Start Data shown

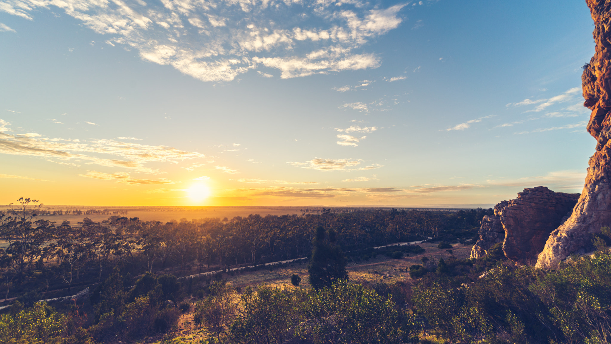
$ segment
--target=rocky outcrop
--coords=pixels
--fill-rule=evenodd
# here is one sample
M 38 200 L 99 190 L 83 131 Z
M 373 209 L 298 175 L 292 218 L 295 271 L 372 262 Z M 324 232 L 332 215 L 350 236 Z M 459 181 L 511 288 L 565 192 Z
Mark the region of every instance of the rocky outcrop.
M 577 203 L 579 193 L 554 192 L 544 186 L 525 189 L 501 209 L 503 251 L 516 265 L 535 265 L 550 233 Z
M 503 201 L 503 202 L 508 202 Z M 501 204 L 499 203 L 497 206 Z M 494 207 L 495 213 L 496 206 Z M 500 209 L 499 209 L 500 211 Z M 497 242 L 502 242 L 505 239 L 505 230 L 500 222 L 500 216 L 485 216 L 480 222 L 480 239 L 471 249 L 471 258 L 478 258 L 486 256 L 486 251 L 490 249 Z
M 584 106 L 592 110 L 587 130 L 596 139 L 581 196 L 573 214 L 552 232 L 536 266 L 554 268 L 574 253 L 591 250 L 591 236 L 611 224 L 611 0 L 586 0 L 594 20 L 596 49 L 584 66 Z

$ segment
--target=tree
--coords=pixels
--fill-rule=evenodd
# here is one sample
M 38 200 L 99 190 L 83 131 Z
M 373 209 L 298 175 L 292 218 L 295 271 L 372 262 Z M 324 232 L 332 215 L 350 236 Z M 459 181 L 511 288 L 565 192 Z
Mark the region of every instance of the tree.
M 316 228 L 316 236 L 312 239 L 313 249 L 312 260 L 308 266 L 310 284 L 316 290 L 331 288 L 340 280 L 348 280 L 346 258 L 338 246 L 335 245 L 335 232 L 329 231 L 330 244 L 325 241 L 326 231 L 322 226 Z

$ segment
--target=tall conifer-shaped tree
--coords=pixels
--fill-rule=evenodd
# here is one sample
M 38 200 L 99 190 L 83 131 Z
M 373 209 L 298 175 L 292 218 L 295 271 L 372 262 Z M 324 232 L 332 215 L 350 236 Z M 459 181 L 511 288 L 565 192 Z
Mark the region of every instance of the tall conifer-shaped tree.
M 346 258 L 339 246 L 335 245 L 335 233 L 329 231 L 326 235 L 322 226 L 316 228 L 316 236 L 312 239 L 314 249 L 312 260 L 308 266 L 310 274 L 310 284 L 316 290 L 323 288 L 331 288 L 333 283 L 340 280 L 348 280 L 346 271 Z M 328 237 L 328 243 L 325 240 Z

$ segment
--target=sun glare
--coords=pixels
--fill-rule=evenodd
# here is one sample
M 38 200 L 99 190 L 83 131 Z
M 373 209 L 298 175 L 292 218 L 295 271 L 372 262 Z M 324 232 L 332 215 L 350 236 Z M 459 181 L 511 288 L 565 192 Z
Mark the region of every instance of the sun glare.
M 210 196 L 210 188 L 204 184 L 193 184 L 186 191 L 192 202 L 201 202 Z

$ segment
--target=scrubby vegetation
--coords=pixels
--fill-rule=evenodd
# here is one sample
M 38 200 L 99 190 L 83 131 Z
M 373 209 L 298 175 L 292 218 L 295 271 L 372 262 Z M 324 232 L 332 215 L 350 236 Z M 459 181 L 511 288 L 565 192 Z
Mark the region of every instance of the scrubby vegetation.
M 111 217 L 74 227 L 35 221 L 31 202 L 22 202 L 21 213 L 2 217 L 9 244 L 2 252 L 4 293 L 18 297 L 1 311 L 0 344 L 169 344 L 186 341 L 173 339 L 181 326 L 205 329 L 202 344 L 598 344 L 611 338 L 607 228 L 592 237 L 593 256 L 544 271 L 509 264 L 500 244 L 484 258 L 453 255 L 452 243 L 474 237 L 470 217 L 489 211 L 323 211 L 165 224 Z M 348 280 L 349 261 L 424 252 L 417 245 L 375 245 L 425 235 L 449 258 L 422 256 L 422 264 L 406 267 L 406 280 Z M 222 272 L 177 278 L 194 262 L 197 271 L 246 265 L 244 273 L 273 269 L 260 265 L 266 261 L 301 256 L 309 258 L 313 288 L 300 286 L 296 274 L 284 289 L 232 286 Z M 168 266 L 173 273 L 159 271 Z M 86 301 L 37 302 L 86 285 Z

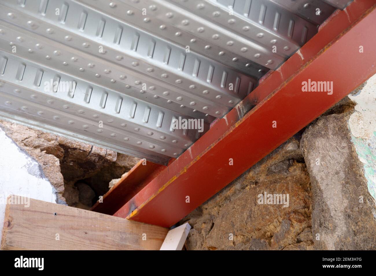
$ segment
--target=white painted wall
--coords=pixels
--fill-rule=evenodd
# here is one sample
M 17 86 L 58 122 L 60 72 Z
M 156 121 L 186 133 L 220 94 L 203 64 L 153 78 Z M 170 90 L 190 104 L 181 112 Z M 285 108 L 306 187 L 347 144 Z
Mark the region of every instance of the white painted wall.
M 359 93 L 349 97 L 357 104 L 349 121 L 352 140 L 363 163 L 368 191 L 376 200 L 376 75 Z
M 55 189 L 39 164 L 0 128 L 0 240 L 9 195 L 56 202 Z

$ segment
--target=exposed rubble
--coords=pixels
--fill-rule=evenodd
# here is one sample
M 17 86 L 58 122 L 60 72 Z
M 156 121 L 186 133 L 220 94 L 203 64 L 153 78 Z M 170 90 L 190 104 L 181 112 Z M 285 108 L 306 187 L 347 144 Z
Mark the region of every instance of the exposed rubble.
M 69 206 L 89 208 L 139 160 L 8 121 L 0 127 L 40 164 L 59 202 Z

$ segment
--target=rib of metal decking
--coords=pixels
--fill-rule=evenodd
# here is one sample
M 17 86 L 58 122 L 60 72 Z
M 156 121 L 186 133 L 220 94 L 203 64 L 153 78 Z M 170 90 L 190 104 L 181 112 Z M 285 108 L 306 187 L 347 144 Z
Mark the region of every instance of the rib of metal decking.
M 348 2 L 4 0 L 0 116 L 166 164 Z

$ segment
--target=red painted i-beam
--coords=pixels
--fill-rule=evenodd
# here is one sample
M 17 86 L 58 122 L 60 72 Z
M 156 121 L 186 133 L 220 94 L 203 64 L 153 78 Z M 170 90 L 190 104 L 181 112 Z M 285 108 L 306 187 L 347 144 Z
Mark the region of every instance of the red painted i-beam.
M 114 215 L 173 225 L 376 73 L 375 8 L 338 12 Z M 303 92 L 309 81 L 332 90 Z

End Data shown

*The exercise*
Starting at the first line of the records and stopping after the line that contains "M 584 106 L", write those lines out again with "rocky outcrop" swapped for "boulder" and nothing else altered. Leave the pictures out of your answer.

*Answer to the problem*
$ segment
--target=boulder
--coords=pixels
--fill-rule=evenodd
# here is one sample
M 38 200 L 99 190 L 83 131 Z
M 373 209 L 298 175 L 292 218 L 295 271 L 372 262 Z M 324 232 L 332 215 L 350 236 Z M 459 181 L 511 288 L 565 192 Z
Mark the region of every instance of the boulder.
M 577 203 L 579 193 L 554 192 L 544 186 L 525 189 L 501 209 L 503 251 L 516 265 L 535 265 L 550 233 Z
M 503 201 L 503 202 L 508 202 Z M 501 204 L 499 203 L 497 206 Z M 494 207 L 495 213 L 496 206 Z M 500 209 L 499 209 L 500 211 Z M 497 242 L 502 242 L 505 239 L 505 230 L 500 222 L 500 216 L 485 216 L 480 222 L 480 239 L 471 249 L 471 258 L 478 258 L 486 256 L 486 251 L 490 249 Z
M 584 106 L 592 110 L 587 130 L 596 139 L 581 196 L 573 214 L 552 232 L 536 266 L 554 268 L 574 253 L 591 250 L 591 236 L 611 224 L 611 0 L 586 0 L 594 20 L 596 49 L 584 66 Z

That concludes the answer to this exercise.